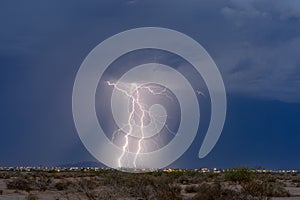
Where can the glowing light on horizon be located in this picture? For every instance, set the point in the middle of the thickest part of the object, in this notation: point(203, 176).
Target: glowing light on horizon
point(134, 91)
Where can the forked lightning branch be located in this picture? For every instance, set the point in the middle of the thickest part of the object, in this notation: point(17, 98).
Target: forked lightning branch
point(138, 115)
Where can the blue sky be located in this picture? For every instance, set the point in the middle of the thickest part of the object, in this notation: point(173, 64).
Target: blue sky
point(255, 44)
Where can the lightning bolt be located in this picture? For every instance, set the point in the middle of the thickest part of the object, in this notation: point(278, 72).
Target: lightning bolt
point(132, 91)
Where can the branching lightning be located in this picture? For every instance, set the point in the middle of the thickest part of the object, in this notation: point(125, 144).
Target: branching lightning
point(133, 92)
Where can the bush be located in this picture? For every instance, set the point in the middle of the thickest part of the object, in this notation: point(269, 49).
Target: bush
point(239, 175)
point(191, 189)
point(32, 197)
point(263, 189)
point(62, 185)
point(19, 184)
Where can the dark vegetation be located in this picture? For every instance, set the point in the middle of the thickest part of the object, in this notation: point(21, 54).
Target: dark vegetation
point(234, 184)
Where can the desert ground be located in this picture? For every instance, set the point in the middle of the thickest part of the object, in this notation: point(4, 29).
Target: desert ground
point(234, 184)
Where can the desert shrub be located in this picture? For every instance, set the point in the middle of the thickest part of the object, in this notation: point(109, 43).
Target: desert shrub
point(215, 192)
point(19, 184)
point(263, 189)
point(5, 175)
point(184, 180)
point(191, 189)
point(32, 197)
point(62, 185)
point(239, 175)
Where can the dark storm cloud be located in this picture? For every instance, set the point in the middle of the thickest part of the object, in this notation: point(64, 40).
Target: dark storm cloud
point(264, 60)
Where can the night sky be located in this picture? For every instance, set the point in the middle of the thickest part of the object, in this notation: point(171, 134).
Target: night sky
point(255, 44)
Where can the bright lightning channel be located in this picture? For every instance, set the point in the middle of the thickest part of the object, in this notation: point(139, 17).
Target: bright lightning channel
point(133, 93)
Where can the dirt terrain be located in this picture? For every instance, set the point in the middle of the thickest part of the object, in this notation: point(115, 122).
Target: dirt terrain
point(178, 184)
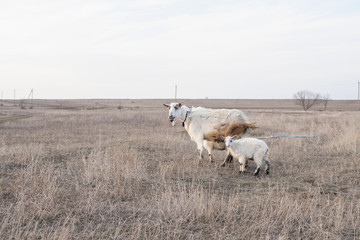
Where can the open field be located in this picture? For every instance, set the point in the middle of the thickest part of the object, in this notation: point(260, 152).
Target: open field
point(116, 169)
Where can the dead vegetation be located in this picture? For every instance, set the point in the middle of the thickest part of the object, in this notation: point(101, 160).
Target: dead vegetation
point(110, 174)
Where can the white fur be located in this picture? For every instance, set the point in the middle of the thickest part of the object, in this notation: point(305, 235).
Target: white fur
point(249, 148)
point(203, 120)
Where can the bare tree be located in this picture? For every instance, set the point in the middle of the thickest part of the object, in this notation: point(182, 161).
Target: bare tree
point(307, 99)
point(326, 99)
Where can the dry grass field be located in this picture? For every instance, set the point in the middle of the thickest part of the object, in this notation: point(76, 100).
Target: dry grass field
point(117, 169)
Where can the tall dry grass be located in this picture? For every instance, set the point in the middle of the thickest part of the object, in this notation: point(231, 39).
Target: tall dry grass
point(127, 174)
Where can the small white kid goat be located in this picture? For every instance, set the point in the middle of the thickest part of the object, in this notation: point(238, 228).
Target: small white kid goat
point(249, 148)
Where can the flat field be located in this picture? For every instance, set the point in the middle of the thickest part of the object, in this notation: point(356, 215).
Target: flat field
point(117, 169)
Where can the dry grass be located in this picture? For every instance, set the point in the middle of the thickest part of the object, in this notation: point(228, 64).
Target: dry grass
point(127, 174)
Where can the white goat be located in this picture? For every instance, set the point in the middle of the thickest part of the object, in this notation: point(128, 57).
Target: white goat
point(251, 148)
point(198, 121)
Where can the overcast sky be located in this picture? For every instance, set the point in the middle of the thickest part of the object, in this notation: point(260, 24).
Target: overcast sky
point(215, 49)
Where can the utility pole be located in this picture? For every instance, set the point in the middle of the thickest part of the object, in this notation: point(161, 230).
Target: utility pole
point(175, 92)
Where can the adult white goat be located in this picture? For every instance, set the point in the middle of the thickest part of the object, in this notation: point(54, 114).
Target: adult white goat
point(251, 148)
point(198, 121)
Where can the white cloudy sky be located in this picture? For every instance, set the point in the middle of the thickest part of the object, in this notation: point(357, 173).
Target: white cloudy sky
point(214, 49)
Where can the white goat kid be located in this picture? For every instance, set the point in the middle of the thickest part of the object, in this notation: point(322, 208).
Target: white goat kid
point(251, 148)
point(198, 121)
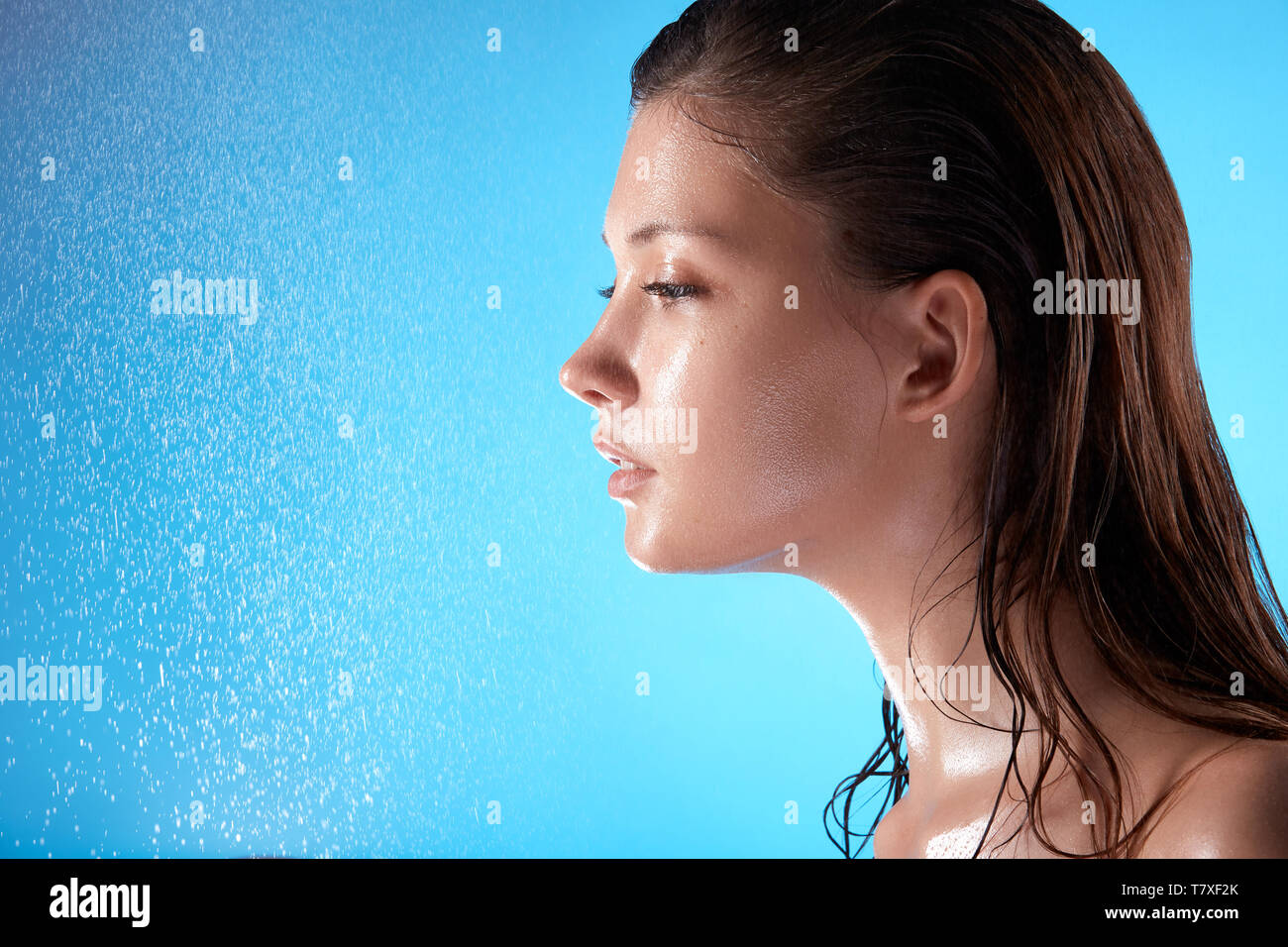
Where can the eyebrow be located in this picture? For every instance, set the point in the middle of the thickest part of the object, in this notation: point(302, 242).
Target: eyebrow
point(658, 228)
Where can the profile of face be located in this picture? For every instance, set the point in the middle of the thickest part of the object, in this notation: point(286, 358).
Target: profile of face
point(728, 368)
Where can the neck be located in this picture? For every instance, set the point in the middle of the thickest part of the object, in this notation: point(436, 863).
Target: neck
point(918, 615)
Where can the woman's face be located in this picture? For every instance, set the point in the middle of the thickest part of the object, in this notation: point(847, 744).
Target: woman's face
point(756, 405)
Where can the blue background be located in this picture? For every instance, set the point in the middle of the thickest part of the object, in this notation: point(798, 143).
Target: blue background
point(369, 556)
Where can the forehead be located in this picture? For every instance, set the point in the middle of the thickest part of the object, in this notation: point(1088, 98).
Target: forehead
point(671, 170)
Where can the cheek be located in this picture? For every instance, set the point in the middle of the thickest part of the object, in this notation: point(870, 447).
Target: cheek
point(785, 425)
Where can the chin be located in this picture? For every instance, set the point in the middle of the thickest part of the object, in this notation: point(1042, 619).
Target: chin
point(674, 548)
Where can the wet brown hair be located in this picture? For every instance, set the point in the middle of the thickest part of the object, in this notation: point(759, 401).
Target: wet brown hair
point(1102, 433)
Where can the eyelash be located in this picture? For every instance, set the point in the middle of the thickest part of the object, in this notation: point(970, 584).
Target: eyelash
point(670, 292)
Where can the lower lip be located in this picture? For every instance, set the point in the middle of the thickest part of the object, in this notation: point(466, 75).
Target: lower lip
point(622, 482)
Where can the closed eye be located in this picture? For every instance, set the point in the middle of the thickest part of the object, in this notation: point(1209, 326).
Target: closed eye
point(666, 290)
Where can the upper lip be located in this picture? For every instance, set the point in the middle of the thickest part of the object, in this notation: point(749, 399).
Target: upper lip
point(617, 455)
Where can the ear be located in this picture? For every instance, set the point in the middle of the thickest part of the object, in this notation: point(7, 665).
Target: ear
point(941, 326)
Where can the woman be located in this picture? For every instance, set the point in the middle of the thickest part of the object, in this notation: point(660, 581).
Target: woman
point(913, 278)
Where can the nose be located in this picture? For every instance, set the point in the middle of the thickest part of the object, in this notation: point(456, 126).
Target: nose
point(597, 375)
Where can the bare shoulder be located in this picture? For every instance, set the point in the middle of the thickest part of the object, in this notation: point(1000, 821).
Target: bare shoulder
point(1234, 806)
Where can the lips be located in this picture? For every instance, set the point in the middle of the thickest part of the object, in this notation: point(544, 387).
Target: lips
point(617, 455)
point(632, 474)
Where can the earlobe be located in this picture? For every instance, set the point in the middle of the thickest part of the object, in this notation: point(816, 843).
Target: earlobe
point(944, 328)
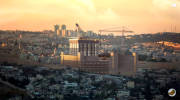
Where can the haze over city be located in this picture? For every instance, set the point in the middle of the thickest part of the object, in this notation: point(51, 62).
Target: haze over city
point(142, 16)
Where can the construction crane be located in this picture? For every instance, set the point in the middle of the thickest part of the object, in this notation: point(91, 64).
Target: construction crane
point(123, 31)
point(79, 30)
point(120, 29)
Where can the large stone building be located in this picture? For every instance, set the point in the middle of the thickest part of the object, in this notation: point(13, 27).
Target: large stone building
point(86, 47)
point(84, 55)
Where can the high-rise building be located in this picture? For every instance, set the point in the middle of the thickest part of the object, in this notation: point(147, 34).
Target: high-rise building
point(56, 29)
point(63, 27)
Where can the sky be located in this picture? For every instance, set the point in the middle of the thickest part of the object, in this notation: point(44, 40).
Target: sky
point(140, 16)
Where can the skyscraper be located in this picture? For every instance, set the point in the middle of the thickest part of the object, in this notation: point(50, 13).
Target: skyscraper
point(56, 29)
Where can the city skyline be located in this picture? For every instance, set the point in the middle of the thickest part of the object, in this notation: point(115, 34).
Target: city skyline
point(140, 16)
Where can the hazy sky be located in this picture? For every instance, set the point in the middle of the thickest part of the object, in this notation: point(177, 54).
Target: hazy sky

+++

## TASK REQUIREMENTS
Repeat the lines from the one containing "Where can the skyscraper" through the end of the listing, exactly and without any other lines; both ends are included.

## FULL SOLUTION
Where can the skyscraper be located in this picture? For every instance, set the point in the middle of the thickest part of the object, in this notation: point(50, 13).
Target: skyscraper
point(56, 29)
Where can the city skyline be located in this picture? For every instance, set the point in the middle of the thickest part of the object, in this notation: point(115, 34).
Target: city skyline
point(140, 16)
Where can the hazy sky be located in this picture? For every instance, set the point in the middle of the thickest part of the object, in this notation: point(177, 54).
Target: hazy sky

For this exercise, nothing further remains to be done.